EXTRAIT DU TEXTE:
+===+

Hebdomadaire francophone de santé
29 Septembre 2003

Vomitoire
Docteur François-Marie Michaut


On nomme vomitoire, affirme le dictionnaire, l’issue permettant au public, dans l’antiquité romaine, de quitter les gradins de l’arène à l’issue des jeux du cirque. C’est cette image, avec toutes ses connotations, y compris les plus triviales et les plus sanglantes, que suggère la lecture du livre de Iulius Rosner “ Dans les coulisses du rideau de fer”, sous titré “ Autopsie d’un régime totalitaire” ( Le Cherche Midi , éditeur ). Ouvrage d’un médecin et d’un brillant chercheur roumain qui raconte sa vie dans l’univers d’une démocratie populaire de type stalinien succédant à un régime fasciste pro nazi.



Retrouver la confiance:
Comment l’immense espoir du jeune étudiant issu d’une famille bourgeoise d’origine juive choisissant, au péril de sa vie, l’idéal communiste s’est peu à peu érodé jusqu’à se transformer en une méfiance permanente vis à vis de tout et de tous ? Les évènements qu’il a vécu tant en Roumanie qu’en Russie au moment de la mort de Staline, les hommes de tout calibre qu’il a rencontré, dont un minable Nicolae Ceaucescu, bien avant qu’il ne soit devenu “le génie des Carpates” de lugubre mémoire.


Restaurer la conscience
Ainsi propulsés dans les couloirs du pouvoir de Bucarest, une description clinique, d’une plume à la précision chirurgicale, nous promène dans des scènes successives tout au long d’une vaccination progressive. Vaccination contre une énorme manipulation collective au nom du bien du plus grand nombre, recouvrant des agissements de plus en plus deshumanisés et deshumanisants. Vaccination croissante contre une idéologie aussi noble dans son principe initial qu’abjecte dans la mise en actes qu’a vécu le médecin jusqu’à l’asphyxie. Et, enfin, à l’âge de quarante ans, l’exil en France en 1962 avec sa femme et sa fille, sans espoir de retour, et contre le paiement d’une rançon de 10 000 dollars par une tante américaine.

+===+

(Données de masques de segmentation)

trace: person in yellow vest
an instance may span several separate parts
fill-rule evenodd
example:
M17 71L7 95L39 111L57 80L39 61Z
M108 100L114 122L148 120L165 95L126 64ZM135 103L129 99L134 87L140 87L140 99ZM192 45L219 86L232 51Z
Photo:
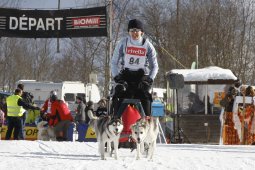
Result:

+===+

Prolongez la chronique consacrée au livre de Iulius Rosner en reprenant après sa dernière phrase.

Renforcer la compétence:
Iulius Rosner, il y a longtemps que cette signature figure sous des articles particulièrement brillants et libres d’esprit dans la presse médicale française. Car notre confrère, après une expérience dans l’industrie pharmaceutique, a finalement choisi de devenir médecin généraliste à Dijon, où il a exercé jusqu’à l’âge de 76 ans. Excusez du peu ! Alors quand un homme de cette trempe prend la plume pour témoigner, le moins que l’on puisse faire est d’ouvrir largement ses oreilles. Alors, quand il lui a fallu trois ans, malgré le soutien de sommités scientifiques, pour trouver un éditeur qui accepte de le publier, on se pose des questions. Quand les médias ( à la remarquable exception de Richard Liscia, rédacteur en chef du Quotidien du Médecin ) restent totalement muets devant un ouvrage de cette valeur humaine, le doute, hélas, se précise. Dans notre beau pays de liberté, l’empreinte de la pensée moulée par le marxisme dans nos élites intellectuelles serait-elle si agissante que personne ne voudrait prendre la responsabilité de donner l’écho qu’il mérite à ce témoignage profondément troublant ?
Ici, à Exmed, ce qui nous frappe, c’est de voire décrit, sans trace de haine ou de règlement de compte, ce type d’univers, celui de n’importe quel totalitarisme, dans lequel le parti unique cultive la méfiance généralisée entre les hommes, développe une inconscience systématique et encourage si fortement l’incompétence sous toutes ses formes. Or c’est très exactement l’inverse de nos trois souhaits rituels à Exmed, ceux qui rythment en intertitres toutes nos LEM.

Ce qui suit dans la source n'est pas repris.